■ **Job item**: Return the lines from the line with "</instance>" up to and including the line with "204L590 213L596 159L0", copying them exactly.

■ **Records provided**:

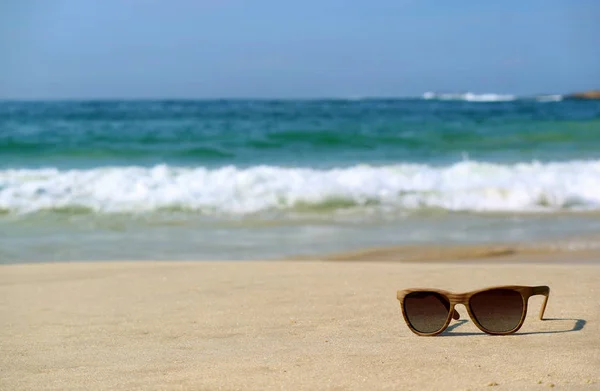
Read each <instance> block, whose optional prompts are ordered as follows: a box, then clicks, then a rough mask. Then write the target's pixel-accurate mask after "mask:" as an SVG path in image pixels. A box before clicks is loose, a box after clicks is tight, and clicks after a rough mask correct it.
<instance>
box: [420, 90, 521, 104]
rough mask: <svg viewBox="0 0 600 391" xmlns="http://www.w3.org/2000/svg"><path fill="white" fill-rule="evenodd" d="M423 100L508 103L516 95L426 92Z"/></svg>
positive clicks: (516, 97) (511, 99)
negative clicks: (454, 100)
mask: <svg viewBox="0 0 600 391" xmlns="http://www.w3.org/2000/svg"><path fill="white" fill-rule="evenodd" d="M423 99H427V100H462V101H466V102H510V101H513V100H517V99H518V97H517V96H516V95H507V94H475V93H472V92H464V93H436V92H426V93H424V94H423Z"/></svg>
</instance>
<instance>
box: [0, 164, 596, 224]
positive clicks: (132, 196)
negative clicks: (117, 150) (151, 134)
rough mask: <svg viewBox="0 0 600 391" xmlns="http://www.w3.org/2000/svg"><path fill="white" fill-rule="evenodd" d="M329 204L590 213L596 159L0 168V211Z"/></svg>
mask: <svg viewBox="0 0 600 391" xmlns="http://www.w3.org/2000/svg"><path fill="white" fill-rule="evenodd" d="M331 200H336V201H339V200H341V201H343V203H345V204H348V203H350V204H354V205H356V206H357V207H360V206H361V205H366V204H369V205H373V204H376V205H381V206H384V207H393V208H399V209H419V208H431V207H434V208H443V209H447V210H456V211H457V210H463V211H539V210H547V211H557V210H564V209H591V210H595V209H600V160H595V161H572V162H564V163H537V162H533V163H522V164H515V165H501V164H491V163H478V162H472V161H465V162H460V163H456V164H453V165H449V166H444V167H433V166H428V165H418V164H397V165H390V166H383V167H374V166H367V165H359V166H354V167H348V168H340V169H331V170H316V169H308V168H282V167H274V166H256V167H250V168H245V169H242V168H236V167H233V166H230V167H223V168H218V169H207V168H202V167H199V168H183V167H170V166H166V165H160V166H155V167H151V168H143V167H115V168H95V169H90V170H66V171H61V170H57V169H37V170H26V169H15V170H0V210H4V211H9V212H14V213H29V212H36V211H42V210H48V209H61V208H87V209H90V210H92V211H95V212H99V213H110V212H147V211H154V210H157V209H161V208H184V209H190V210H196V211H201V212H202V213H207V214H211V213H226V214H234V215H239V214H241V215H243V214H248V213H254V212H260V211H265V210H273V209H279V210H281V209H283V210H285V209H290V208H294V207H296V206H298V204H302V205H311V204H314V205H319V204H323V203H326V202H331Z"/></svg>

■ **Output of the exercise**:
</instance>
<instance>
box: [0, 164, 596, 224]
positive clicks: (132, 196)
negative clicks: (117, 150) (151, 134)
rough mask: <svg viewBox="0 0 600 391" xmlns="http://www.w3.org/2000/svg"><path fill="white" fill-rule="evenodd" d="M329 204L590 213L596 159L0 168V211Z"/></svg>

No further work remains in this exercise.